§ What is asked
Update the records from their start through the line containing "M 334 0 L 74", both included, by replacing "baked muffin top" with "domed muffin crown" and changing nothing else. Return only those lines, without the pictures.

++++ Source records ++++

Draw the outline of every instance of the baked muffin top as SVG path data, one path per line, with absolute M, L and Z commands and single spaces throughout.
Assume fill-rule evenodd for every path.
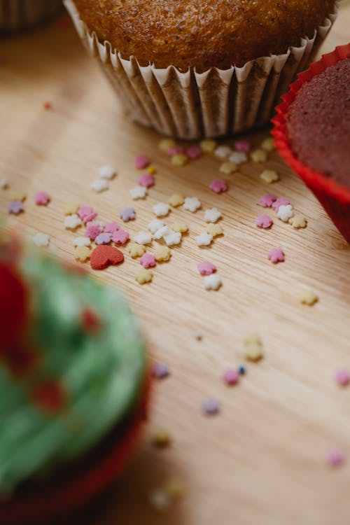
M 334 0 L 74 0 L 90 31 L 141 65 L 227 69 L 312 36 Z

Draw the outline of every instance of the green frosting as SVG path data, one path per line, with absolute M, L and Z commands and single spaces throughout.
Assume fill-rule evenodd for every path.
M 146 366 L 138 324 L 120 293 L 48 258 L 26 258 L 22 272 L 31 293 L 30 340 L 40 356 L 34 376 L 58 380 L 66 399 L 48 413 L 32 401 L 28 379 L 0 365 L 1 493 L 97 444 L 134 407 Z M 100 330 L 82 328 L 85 309 L 96 312 Z

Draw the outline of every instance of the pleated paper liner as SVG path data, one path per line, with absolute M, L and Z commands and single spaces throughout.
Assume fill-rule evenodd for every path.
M 258 58 L 242 67 L 195 68 L 182 73 L 169 65 L 140 66 L 123 59 L 108 42 L 101 43 L 79 16 L 73 0 L 64 0 L 89 52 L 97 57 L 130 118 L 164 136 L 194 140 L 241 133 L 268 124 L 274 107 L 317 52 L 337 18 L 333 13 L 284 55 Z
M 350 57 L 350 44 L 323 55 L 321 60 L 312 64 L 307 71 L 298 75 L 298 80 L 290 85 L 290 90 L 282 97 L 284 102 L 276 108 L 277 115 L 272 119 L 274 124 L 272 134 L 281 155 L 313 192 L 339 231 L 350 242 L 350 188 L 340 186 L 334 179 L 302 164 L 293 153 L 286 132 L 286 115 L 303 84 L 347 57 Z
M 0 0 L 0 36 L 49 20 L 62 5 L 62 0 Z
M 151 388 L 150 374 L 134 414 L 122 428 L 105 439 L 81 464 L 59 475 L 47 484 L 24 486 L 18 495 L 0 502 L 1 525 L 48 525 L 65 523 L 66 517 L 90 504 L 122 473 L 140 441 L 146 419 Z M 77 521 L 76 523 L 78 522 Z

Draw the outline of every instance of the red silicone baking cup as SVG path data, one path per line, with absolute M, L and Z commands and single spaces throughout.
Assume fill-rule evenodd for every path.
M 290 90 L 282 97 L 284 102 L 276 108 L 277 115 L 272 119 L 274 124 L 272 134 L 281 157 L 313 192 L 339 231 L 350 242 L 350 190 L 302 164 L 293 153 L 286 130 L 286 113 L 302 85 L 348 57 L 350 57 L 350 44 L 340 46 L 332 52 L 323 55 L 318 62 L 310 64 L 307 71 L 298 74 L 298 80 L 291 84 Z
M 151 387 L 148 374 L 136 413 L 121 439 L 108 444 L 92 461 L 57 484 L 0 503 L 1 525 L 38 525 L 64 519 L 91 502 L 120 476 L 133 455 L 146 419 Z

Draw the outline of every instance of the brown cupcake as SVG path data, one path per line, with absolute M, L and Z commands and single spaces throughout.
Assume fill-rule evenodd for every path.
M 132 118 L 184 139 L 267 123 L 336 10 L 334 0 L 65 3 Z

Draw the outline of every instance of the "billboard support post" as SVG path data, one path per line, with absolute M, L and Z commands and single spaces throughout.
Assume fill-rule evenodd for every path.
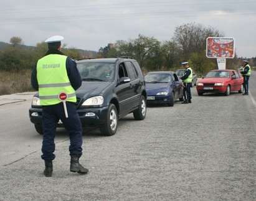
M 234 58 L 234 38 L 209 37 L 206 39 L 206 57 L 217 58 L 219 70 L 226 68 L 226 58 Z
M 217 58 L 219 70 L 225 70 L 225 58 Z

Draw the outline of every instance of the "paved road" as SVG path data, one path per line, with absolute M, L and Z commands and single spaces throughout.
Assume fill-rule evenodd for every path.
M 87 175 L 69 171 L 69 142 L 59 131 L 50 179 L 30 101 L 0 106 L 0 200 L 256 200 L 253 99 L 193 95 L 192 104 L 148 108 L 143 121 L 126 116 L 113 136 L 85 132 Z

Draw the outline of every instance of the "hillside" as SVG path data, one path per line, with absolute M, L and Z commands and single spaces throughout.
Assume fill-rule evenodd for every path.
M 1 42 L 0 41 L 0 50 L 4 50 L 7 47 L 11 45 L 10 44 Z M 36 47 L 34 46 L 29 46 L 26 45 L 19 45 L 22 48 L 26 49 L 34 49 Z M 78 49 L 75 49 L 75 50 L 77 50 L 79 51 L 80 54 L 81 54 L 82 57 L 89 57 L 89 58 L 94 58 L 97 57 L 97 52 L 96 51 L 92 51 L 92 50 L 86 50 Z

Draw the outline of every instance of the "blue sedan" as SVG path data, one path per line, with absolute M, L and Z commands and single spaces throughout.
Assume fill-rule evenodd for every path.
M 183 85 L 175 73 L 152 72 L 145 76 L 148 104 L 173 106 L 176 100 L 183 101 Z

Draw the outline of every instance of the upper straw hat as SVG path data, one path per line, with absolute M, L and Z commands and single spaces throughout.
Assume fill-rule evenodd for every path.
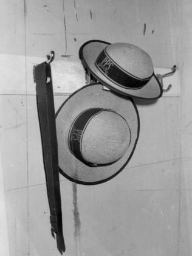
M 84 67 L 111 90 L 143 99 L 162 95 L 150 57 L 135 45 L 88 41 L 80 49 L 80 58 Z
M 92 185 L 111 179 L 130 160 L 138 140 L 139 117 L 131 98 L 82 87 L 56 114 L 60 172 L 77 183 Z

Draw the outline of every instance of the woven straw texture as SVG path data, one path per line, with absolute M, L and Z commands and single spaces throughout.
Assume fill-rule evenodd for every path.
M 125 119 L 130 129 L 128 149 L 120 159 L 109 165 L 89 167 L 77 159 L 69 149 L 68 134 L 73 121 L 91 108 L 113 110 Z M 139 114 L 132 100 L 104 91 L 100 84 L 84 86 L 64 102 L 57 113 L 56 125 L 61 172 L 69 179 L 85 184 L 100 183 L 118 173 L 131 159 L 139 133 Z
M 126 120 L 112 111 L 103 111 L 89 122 L 81 140 L 81 154 L 87 162 L 112 163 L 121 158 L 130 142 Z
M 109 87 L 112 90 L 125 95 L 134 96 L 142 99 L 157 99 L 162 96 L 162 88 L 158 79 L 154 75 L 153 75 L 148 83 L 145 85 L 142 88 L 138 89 L 125 88 L 121 86 L 120 85 L 113 83 L 112 81 L 110 81 L 106 77 L 103 75 L 102 73 L 97 69 L 95 64 L 95 62 L 101 52 L 106 46 L 108 47 L 108 46 L 109 44 L 106 43 L 105 43 L 97 41 L 91 41 L 82 46 L 81 48 L 80 49 L 80 55 L 81 55 L 81 58 L 83 58 L 83 64 L 86 67 L 89 69 L 91 73 L 94 74 L 94 75 L 100 83 L 103 83 L 106 86 Z M 110 54 L 111 55 L 112 54 L 110 52 Z M 145 54 L 143 54 L 145 55 Z M 125 61 L 125 58 L 126 58 L 126 56 L 123 56 L 122 52 L 121 53 L 120 55 L 121 57 L 117 57 L 115 54 L 114 58 L 115 58 L 116 61 L 118 62 L 120 66 L 122 66 L 122 64 L 123 64 L 125 66 L 125 69 L 128 70 L 127 67 L 125 67 L 125 63 L 126 63 L 127 61 L 129 62 L 130 59 L 127 58 Z M 151 67 L 153 67 L 153 65 L 151 66 L 150 64 L 148 71 L 146 71 L 146 67 L 144 67 L 144 63 L 146 63 L 149 64 L 150 63 L 150 60 L 147 55 L 145 56 L 143 60 L 140 60 L 139 61 L 139 60 L 137 60 L 135 63 L 134 63 L 134 60 L 132 56 L 131 56 L 131 52 L 129 52 L 129 55 L 132 58 L 131 63 L 133 67 L 132 69 L 134 69 L 132 72 L 134 72 L 135 75 L 137 74 L 138 76 L 140 77 L 142 75 L 145 77 L 145 75 L 147 75 L 148 74 L 149 75 L 151 75 Z M 122 58 L 123 57 L 124 60 L 123 61 L 122 60 Z M 129 69 L 131 68 L 131 67 L 129 66 Z
M 146 78 L 153 73 L 149 55 L 139 47 L 118 43 L 107 46 L 106 51 L 118 66 L 139 78 Z

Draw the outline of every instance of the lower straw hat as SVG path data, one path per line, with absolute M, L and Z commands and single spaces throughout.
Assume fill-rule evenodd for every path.
M 135 45 L 88 41 L 80 49 L 80 58 L 84 67 L 111 90 L 143 99 L 162 95 L 149 55 Z
M 87 185 L 103 182 L 129 161 L 139 134 L 133 100 L 85 86 L 64 102 L 56 116 L 60 172 Z

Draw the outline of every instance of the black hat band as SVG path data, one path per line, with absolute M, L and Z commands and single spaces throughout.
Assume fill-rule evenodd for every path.
M 69 131 L 68 144 L 71 153 L 79 160 L 88 165 L 98 166 L 98 165 L 88 162 L 83 158 L 81 153 L 81 142 L 83 133 L 91 119 L 103 110 L 103 108 L 94 108 L 82 112 L 72 123 Z M 111 110 L 110 109 L 110 111 Z
M 98 55 L 95 63 L 99 71 L 108 79 L 124 88 L 131 89 L 139 89 L 146 85 L 153 77 L 141 79 L 123 71 L 108 55 L 105 49 Z

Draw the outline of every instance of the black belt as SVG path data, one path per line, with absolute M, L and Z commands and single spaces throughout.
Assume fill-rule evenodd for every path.
M 56 133 L 54 99 L 50 60 L 34 67 L 36 102 L 41 131 L 44 167 L 50 212 L 51 232 L 56 234 L 57 247 L 61 254 L 65 251 L 63 234 L 62 211 L 59 179 L 58 147 Z

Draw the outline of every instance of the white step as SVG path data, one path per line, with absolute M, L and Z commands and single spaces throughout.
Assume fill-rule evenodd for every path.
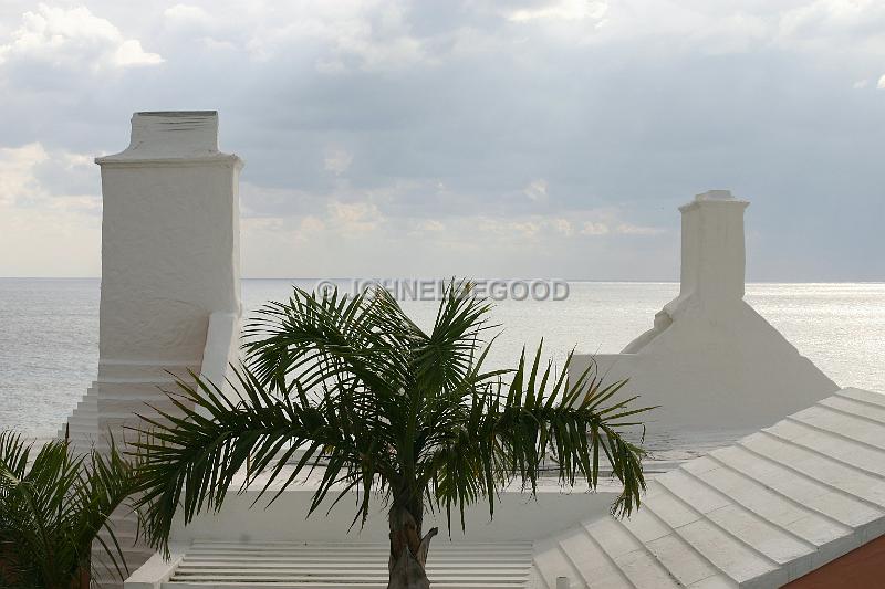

++++

§ Exercise answer
Draw the outline of every instance of the domed muffin crown as SVG path data, one path per line, with absolute M, L and Z commands and single spaces throughout.
Assume fill-rule evenodd for every path.
M 334 0 L 74 0 L 90 31 L 141 65 L 227 69 L 312 36 Z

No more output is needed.